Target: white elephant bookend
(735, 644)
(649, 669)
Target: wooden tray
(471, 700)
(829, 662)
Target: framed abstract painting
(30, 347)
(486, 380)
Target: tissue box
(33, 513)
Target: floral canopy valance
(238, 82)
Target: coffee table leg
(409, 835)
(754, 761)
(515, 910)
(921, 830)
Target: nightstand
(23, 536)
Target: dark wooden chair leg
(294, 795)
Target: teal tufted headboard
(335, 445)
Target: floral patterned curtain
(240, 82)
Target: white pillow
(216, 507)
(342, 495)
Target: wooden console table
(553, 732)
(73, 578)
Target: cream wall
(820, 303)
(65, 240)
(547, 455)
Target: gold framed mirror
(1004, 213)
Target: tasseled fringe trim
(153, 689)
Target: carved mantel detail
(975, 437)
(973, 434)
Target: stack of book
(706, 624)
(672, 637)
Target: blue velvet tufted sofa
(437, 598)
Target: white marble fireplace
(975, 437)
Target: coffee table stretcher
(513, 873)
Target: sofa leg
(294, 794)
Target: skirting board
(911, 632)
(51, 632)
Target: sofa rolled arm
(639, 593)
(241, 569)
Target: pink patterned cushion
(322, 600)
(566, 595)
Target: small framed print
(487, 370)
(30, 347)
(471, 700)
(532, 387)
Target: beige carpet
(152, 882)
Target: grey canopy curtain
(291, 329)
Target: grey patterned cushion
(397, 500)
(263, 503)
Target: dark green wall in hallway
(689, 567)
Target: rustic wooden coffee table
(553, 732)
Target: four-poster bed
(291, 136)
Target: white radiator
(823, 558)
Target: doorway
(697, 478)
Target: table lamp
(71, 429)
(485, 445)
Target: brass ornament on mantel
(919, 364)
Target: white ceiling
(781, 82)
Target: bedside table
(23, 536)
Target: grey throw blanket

★ ★ ★ ★

- **Instructions to follow**: Extract everything from the line containing "Target: four-poster bed" down to the last line of the items above, reproducing each line without change.

- **Result below**:
Target: four-poster bed
(291, 136)
Target: white radiator
(823, 558)
Target: doorway
(697, 478)
Target: table lamp
(71, 429)
(485, 445)
Target: brass ornament on mantel
(919, 364)
Target: white ceiling
(781, 82)
Target: bedside table
(23, 536)
Target: grey throw blanket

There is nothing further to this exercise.